-------- Selected extract
Folks, sorry for the bit of dead air since my initial post. Anywho, before I got into the V-Piano sound engine, I figured I"d better update to the most recent OS, which as of right now is version 1.60. Roland"s support download page has info on how to do this, but it"s worth an anecdote and fresh in my mind. Besides, it should be the first thing you do once you take your Fantom out of the box, as Roland is being quite diligent about fixing bugs and improving workflows.

 

The process has several steps and while not difficult, it is among the more wonky I"ve encountered.

 

Recall that the Fantom has four USB-A ports: one meant for memory sticks and three for hosting devices as a computer would. Both sorts are involved in the update process.

 

First, you want to stick a flash drive in the 'regular' USB memory port and format it using the Fantom itself: Hit the Menu button, tap Utility on the screen, tap USB Memory Format, and follow the confirmation prompts from there.
----------------
-------- Data block
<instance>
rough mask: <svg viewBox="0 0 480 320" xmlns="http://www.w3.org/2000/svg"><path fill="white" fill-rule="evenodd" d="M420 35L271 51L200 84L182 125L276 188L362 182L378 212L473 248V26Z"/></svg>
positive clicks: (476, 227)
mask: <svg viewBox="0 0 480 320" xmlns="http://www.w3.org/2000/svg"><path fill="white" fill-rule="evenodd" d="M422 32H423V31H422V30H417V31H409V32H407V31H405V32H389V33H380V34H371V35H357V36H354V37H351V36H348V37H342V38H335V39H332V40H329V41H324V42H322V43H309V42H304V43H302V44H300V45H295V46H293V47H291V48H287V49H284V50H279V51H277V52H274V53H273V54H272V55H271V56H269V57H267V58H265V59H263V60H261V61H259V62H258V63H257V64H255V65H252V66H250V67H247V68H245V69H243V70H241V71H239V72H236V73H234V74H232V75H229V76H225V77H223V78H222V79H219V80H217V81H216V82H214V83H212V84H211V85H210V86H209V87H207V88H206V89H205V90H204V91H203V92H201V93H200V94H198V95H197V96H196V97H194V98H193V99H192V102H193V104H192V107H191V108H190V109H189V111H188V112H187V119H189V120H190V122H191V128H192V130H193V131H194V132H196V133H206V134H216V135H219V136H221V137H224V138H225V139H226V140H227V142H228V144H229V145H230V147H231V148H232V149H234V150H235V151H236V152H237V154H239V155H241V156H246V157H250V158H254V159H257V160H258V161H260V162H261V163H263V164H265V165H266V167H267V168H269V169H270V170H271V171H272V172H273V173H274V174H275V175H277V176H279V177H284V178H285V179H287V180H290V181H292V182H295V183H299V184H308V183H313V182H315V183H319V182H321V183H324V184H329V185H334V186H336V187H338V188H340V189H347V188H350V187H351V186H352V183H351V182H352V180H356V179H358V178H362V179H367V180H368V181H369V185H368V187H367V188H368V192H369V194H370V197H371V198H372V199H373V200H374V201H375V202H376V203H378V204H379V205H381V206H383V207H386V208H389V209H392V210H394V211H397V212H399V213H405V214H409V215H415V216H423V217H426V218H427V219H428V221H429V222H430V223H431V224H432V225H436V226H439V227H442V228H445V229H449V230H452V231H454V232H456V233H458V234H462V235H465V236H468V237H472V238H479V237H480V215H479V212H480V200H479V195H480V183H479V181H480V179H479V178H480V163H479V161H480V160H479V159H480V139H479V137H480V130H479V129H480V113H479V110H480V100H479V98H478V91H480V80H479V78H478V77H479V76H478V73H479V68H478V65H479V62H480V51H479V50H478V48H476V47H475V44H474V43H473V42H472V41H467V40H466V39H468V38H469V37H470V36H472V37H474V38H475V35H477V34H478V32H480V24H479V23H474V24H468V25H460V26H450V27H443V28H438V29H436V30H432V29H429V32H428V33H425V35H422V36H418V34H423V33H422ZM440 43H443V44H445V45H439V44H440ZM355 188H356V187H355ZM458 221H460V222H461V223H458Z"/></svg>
----------------
** What to do **
1. Write out the passage from the Fantom update post, starting with "Folks, sorry for" and going on through "and improving workflows.".
2. According to the Fantom update post, which OS version was the most recent at the time of writing?
3. List every step the Fantom update post gives for formatting the flash drive on the Fantom itself.

** Your written answers **
1.
Folks, sorry for the bit of dead air since my initial post. Anywho, before I got into the V-Piano sound engine, I figured I"d better update to the most recent OS, which as of right now is version 1.60. Roland"s support download page has info on how to do this, but it"s worth an anecdote and fresh in my mind. Besides, it should be the first thing you do once you take your Fantom out of the box, as Roland is being quite diligent about fixing bugs and improving workflows.

2. Version 1.60.

3.
- Hit the Menu button.
- Tap Utility on the screen.
- Tap USB Memory Format.
- Follow the confirmation prompts.